**Task directions**
Copy the listing from the line containing "TARGET = pepsi delivery truck" down to the end, changing "white box truck" to "white cargo truck" and keeping everything else the same. Give only those lines.

**Exercise data**
================================
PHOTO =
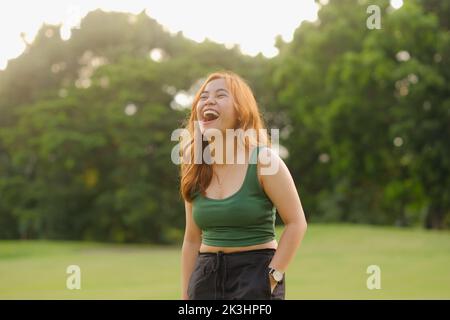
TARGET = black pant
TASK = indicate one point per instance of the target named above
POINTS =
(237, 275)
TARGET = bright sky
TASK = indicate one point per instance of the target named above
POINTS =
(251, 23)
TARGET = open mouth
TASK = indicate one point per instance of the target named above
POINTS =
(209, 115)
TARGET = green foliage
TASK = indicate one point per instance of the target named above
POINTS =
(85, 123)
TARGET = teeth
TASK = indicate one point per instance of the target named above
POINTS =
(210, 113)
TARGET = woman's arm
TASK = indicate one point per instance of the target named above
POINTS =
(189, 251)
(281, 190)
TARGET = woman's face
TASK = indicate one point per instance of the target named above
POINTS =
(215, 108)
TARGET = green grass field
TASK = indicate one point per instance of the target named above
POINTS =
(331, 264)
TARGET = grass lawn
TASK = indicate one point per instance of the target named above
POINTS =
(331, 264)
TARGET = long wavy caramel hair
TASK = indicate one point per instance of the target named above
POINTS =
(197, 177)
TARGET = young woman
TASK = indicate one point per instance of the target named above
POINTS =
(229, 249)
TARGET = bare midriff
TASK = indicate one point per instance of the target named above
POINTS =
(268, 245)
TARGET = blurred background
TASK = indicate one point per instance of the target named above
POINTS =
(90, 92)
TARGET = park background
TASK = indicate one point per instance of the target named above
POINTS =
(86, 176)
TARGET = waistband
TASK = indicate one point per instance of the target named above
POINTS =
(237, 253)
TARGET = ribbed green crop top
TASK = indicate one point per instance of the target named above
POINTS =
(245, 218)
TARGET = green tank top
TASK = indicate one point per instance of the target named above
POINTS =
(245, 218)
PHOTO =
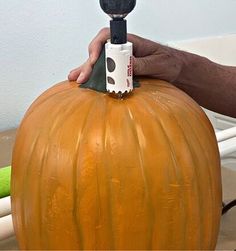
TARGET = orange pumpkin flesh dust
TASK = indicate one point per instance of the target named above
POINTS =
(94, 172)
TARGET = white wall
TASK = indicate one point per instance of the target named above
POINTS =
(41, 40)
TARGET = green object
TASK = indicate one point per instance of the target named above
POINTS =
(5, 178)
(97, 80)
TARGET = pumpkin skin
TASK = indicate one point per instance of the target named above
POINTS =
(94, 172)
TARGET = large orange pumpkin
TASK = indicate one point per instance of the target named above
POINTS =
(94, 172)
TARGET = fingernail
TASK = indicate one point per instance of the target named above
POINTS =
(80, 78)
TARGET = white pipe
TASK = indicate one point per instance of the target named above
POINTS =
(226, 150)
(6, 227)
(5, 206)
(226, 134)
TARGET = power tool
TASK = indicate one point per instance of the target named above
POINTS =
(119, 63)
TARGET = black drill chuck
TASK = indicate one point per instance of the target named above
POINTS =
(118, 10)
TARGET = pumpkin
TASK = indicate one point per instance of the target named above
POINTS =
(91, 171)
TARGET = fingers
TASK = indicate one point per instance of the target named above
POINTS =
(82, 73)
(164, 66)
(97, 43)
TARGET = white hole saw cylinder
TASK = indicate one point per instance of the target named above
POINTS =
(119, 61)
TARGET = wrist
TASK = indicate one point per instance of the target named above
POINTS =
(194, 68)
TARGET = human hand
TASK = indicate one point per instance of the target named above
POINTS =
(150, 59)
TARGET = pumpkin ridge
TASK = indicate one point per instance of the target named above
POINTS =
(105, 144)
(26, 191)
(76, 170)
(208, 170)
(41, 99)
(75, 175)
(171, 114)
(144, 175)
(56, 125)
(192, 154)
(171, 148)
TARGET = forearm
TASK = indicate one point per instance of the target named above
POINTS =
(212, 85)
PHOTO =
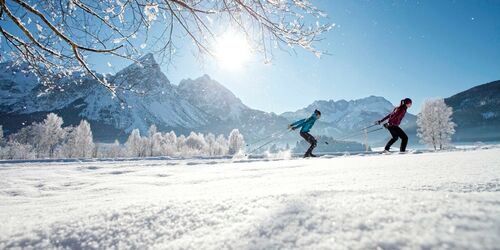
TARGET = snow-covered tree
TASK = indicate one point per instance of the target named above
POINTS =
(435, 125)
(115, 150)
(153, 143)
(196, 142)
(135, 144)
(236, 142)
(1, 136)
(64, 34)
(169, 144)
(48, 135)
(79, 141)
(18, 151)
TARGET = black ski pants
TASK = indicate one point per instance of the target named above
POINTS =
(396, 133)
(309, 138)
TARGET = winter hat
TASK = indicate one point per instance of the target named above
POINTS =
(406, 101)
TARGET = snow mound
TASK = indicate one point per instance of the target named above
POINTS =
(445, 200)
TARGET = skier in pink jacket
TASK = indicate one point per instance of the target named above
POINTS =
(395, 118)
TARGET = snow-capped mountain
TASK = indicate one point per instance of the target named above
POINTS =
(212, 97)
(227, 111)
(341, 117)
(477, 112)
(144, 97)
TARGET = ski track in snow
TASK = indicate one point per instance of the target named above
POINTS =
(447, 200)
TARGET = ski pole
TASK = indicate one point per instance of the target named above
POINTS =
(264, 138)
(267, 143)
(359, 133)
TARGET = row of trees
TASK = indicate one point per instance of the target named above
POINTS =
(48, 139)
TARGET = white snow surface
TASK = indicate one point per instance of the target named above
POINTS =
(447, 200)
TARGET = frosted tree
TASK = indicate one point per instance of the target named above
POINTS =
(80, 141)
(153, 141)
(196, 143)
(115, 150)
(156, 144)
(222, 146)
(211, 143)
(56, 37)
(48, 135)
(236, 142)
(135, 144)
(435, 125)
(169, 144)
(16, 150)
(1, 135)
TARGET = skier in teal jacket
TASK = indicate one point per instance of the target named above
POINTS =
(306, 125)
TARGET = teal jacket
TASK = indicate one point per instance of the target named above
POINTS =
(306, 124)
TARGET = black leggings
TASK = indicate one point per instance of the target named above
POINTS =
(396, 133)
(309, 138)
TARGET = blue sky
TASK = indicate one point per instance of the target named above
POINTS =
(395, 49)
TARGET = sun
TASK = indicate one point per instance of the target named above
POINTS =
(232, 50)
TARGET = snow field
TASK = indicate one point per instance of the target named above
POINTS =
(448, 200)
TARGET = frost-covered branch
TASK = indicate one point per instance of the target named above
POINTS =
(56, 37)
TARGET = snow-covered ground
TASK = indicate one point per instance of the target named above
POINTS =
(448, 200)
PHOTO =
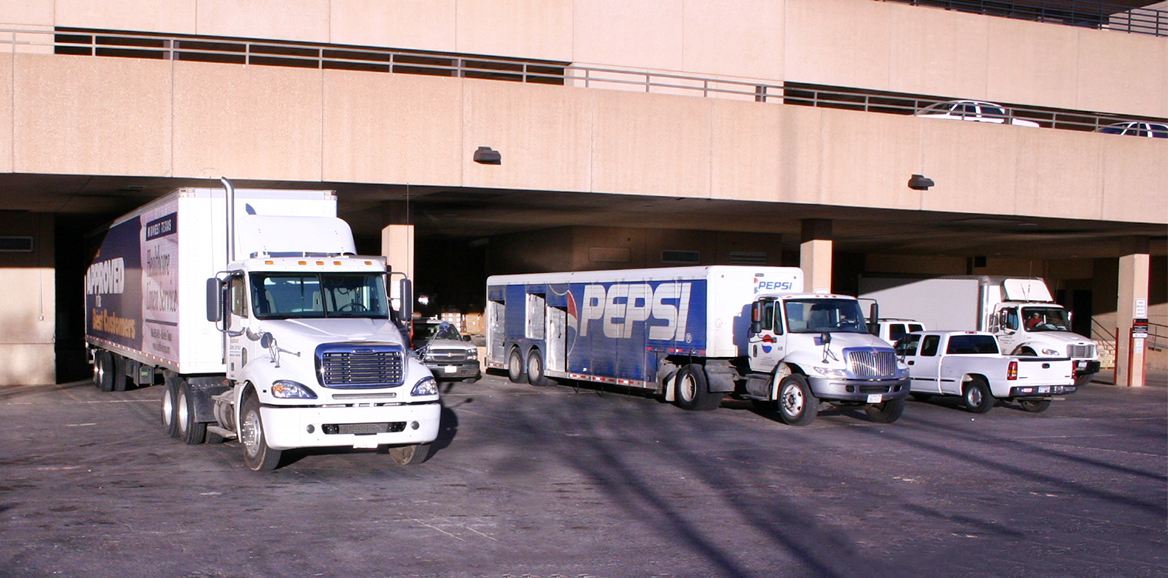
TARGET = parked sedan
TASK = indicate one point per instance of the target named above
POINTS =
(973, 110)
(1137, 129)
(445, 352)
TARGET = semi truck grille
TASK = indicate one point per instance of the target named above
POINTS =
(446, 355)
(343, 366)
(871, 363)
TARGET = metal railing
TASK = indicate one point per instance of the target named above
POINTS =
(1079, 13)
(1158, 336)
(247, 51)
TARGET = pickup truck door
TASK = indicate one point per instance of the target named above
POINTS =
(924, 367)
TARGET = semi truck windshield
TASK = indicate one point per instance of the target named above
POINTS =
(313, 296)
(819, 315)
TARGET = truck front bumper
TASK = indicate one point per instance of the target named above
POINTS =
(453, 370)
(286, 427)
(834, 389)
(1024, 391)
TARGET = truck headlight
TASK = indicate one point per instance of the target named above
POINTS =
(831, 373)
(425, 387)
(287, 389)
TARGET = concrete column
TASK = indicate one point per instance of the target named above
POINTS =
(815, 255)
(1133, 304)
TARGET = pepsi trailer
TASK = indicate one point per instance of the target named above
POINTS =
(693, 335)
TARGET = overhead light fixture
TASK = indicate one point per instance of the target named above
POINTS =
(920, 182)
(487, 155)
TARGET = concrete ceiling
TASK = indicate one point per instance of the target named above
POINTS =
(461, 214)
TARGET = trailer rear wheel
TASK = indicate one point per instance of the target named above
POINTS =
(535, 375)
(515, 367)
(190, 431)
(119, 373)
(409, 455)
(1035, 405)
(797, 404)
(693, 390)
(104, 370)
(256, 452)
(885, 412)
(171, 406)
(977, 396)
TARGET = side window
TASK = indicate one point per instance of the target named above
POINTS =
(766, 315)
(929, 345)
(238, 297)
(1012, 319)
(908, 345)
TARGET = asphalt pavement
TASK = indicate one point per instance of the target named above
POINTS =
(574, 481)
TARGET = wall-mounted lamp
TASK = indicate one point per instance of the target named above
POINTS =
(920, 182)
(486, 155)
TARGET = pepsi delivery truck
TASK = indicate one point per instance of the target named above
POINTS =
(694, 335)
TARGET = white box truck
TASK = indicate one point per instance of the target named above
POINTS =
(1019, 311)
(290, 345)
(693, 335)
================================
**Correct answer**
TARGET = pepsi delivery truck
TASK = indicate one point per instance of the target named above
POINTS =
(694, 335)
TARGET = white cargo truck
TASK = indicate one point per instance of the target named above
POINTS =
(1019, 311)
(290, 345)
(693, 335)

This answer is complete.